[[ Record set open ]]
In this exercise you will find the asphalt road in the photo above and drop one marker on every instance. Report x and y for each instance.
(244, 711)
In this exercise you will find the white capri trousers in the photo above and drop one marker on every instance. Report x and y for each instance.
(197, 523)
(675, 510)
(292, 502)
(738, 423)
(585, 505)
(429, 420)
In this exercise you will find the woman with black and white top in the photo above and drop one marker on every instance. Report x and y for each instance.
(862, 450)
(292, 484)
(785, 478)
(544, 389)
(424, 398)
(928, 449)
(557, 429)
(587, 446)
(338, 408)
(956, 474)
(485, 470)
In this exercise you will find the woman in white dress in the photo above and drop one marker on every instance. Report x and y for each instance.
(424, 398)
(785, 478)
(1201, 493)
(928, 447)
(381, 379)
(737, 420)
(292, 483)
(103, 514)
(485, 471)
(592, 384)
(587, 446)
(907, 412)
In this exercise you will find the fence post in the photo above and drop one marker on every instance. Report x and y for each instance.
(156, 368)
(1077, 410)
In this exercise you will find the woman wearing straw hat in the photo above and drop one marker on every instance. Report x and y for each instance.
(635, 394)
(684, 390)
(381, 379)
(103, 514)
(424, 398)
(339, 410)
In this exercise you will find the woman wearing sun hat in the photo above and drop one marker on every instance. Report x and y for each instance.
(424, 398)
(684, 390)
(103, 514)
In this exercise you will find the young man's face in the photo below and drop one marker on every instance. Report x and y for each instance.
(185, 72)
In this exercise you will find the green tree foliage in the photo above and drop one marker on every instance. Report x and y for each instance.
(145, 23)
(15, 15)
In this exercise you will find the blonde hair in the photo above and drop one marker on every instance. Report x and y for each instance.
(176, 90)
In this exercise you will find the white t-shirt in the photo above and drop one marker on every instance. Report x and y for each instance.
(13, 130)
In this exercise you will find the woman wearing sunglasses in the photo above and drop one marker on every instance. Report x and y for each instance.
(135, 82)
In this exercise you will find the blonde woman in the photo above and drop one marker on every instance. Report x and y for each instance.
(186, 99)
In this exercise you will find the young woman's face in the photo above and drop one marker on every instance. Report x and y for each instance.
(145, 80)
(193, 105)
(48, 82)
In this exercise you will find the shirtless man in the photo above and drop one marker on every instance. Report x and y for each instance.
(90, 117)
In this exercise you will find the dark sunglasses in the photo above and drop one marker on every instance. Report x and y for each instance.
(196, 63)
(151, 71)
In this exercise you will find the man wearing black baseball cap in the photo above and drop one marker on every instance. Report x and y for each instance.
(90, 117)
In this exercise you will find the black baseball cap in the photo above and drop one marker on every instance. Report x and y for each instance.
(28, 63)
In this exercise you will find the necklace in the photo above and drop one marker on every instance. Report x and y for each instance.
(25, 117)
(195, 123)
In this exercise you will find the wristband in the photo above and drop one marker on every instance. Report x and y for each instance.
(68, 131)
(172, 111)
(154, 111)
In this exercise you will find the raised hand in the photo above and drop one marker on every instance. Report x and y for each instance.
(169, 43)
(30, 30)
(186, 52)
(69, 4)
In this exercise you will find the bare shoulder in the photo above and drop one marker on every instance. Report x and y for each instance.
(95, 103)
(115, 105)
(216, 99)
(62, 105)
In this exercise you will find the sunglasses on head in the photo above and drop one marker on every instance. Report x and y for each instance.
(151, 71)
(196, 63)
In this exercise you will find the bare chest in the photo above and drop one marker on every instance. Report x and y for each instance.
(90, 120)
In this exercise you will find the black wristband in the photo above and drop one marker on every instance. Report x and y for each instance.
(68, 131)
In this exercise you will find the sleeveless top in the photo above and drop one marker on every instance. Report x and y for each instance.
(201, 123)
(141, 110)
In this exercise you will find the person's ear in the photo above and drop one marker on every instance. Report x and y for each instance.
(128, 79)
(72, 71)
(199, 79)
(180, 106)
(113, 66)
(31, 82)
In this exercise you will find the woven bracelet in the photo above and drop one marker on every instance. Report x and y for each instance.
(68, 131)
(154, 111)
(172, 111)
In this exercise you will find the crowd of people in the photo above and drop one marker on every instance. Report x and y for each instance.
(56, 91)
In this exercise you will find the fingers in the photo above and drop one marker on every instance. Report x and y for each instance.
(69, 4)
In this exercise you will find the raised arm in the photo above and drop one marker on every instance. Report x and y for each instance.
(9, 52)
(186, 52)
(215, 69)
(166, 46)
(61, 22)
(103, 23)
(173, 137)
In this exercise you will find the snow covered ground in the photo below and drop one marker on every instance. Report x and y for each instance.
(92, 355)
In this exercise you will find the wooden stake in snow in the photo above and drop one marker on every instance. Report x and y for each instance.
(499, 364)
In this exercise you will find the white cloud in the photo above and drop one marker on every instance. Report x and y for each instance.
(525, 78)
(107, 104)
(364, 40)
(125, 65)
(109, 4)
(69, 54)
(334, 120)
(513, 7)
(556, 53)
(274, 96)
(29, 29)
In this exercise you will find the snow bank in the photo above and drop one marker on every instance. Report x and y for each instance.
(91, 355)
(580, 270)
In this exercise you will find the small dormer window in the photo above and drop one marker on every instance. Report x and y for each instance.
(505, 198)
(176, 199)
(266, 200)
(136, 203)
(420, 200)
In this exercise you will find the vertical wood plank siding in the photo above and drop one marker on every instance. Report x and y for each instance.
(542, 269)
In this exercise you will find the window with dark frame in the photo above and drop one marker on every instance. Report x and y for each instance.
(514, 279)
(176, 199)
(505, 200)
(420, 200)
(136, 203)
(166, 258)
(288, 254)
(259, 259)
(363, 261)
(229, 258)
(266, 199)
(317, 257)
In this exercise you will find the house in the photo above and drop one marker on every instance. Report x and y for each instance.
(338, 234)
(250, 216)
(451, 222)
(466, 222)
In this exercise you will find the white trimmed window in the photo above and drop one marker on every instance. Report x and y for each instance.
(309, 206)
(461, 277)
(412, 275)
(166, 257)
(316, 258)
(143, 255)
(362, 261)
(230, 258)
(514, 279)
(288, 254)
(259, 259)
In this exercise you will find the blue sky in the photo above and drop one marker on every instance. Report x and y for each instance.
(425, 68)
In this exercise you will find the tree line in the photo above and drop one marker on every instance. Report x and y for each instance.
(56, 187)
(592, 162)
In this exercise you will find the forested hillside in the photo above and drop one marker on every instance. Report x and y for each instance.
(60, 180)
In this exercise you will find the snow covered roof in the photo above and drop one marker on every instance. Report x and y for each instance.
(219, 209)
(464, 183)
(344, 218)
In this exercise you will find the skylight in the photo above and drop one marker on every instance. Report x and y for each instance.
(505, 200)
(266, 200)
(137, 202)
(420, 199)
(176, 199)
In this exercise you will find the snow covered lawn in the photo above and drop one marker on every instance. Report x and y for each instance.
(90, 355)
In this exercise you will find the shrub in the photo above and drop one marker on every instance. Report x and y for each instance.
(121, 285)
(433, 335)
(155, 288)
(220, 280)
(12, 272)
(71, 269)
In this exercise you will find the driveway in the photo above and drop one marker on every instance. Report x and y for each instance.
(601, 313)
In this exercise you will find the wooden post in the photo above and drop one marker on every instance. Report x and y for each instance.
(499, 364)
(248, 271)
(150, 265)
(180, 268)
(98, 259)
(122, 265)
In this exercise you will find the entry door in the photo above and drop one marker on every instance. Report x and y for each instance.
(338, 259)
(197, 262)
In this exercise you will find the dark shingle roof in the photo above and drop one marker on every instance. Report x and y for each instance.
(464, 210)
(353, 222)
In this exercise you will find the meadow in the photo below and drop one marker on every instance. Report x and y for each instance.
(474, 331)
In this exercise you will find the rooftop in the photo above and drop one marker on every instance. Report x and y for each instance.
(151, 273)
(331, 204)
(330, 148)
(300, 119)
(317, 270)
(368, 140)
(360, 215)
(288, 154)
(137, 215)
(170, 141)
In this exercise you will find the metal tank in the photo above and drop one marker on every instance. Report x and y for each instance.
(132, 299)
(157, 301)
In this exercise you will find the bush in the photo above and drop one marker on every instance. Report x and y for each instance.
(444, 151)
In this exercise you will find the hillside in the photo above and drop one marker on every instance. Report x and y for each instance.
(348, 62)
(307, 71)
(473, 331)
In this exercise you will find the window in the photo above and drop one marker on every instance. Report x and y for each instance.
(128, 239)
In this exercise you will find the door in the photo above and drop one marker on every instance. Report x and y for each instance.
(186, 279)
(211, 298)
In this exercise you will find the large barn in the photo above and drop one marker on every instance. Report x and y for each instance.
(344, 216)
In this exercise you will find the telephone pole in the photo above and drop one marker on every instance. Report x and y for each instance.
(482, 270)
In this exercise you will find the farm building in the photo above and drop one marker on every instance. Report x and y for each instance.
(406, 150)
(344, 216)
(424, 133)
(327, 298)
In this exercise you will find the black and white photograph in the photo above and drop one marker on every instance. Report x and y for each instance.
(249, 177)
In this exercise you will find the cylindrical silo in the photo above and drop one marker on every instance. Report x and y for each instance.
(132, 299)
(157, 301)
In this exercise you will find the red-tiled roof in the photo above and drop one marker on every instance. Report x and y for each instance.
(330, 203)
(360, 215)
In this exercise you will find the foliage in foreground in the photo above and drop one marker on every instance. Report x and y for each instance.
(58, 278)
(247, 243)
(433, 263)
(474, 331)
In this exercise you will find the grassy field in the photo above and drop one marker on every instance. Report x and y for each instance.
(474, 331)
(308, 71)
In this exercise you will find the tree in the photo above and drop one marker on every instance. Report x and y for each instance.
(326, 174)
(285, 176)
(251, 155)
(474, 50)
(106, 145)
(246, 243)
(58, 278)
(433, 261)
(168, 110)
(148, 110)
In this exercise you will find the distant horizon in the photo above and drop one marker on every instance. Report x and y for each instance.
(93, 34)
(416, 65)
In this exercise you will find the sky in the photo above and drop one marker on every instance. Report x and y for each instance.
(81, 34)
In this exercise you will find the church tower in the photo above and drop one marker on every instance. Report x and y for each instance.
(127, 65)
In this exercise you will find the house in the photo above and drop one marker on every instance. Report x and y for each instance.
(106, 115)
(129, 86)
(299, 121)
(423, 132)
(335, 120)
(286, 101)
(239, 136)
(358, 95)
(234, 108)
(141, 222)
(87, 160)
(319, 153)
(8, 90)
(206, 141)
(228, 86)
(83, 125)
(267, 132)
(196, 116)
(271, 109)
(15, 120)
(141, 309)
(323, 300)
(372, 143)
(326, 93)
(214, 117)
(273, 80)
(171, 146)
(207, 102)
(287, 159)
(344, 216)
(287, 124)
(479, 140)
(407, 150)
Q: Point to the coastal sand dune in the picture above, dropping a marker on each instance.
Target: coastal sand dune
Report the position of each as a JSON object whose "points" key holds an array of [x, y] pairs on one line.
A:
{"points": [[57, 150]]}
[[ Record set closed ]]
# What is required
Look through the entries above and copy each line that has "sand" in it.

# Your response
Q: Point to the coastal sand dune in the picture above, dropping a marker on each instance.
Target: coastal sand dune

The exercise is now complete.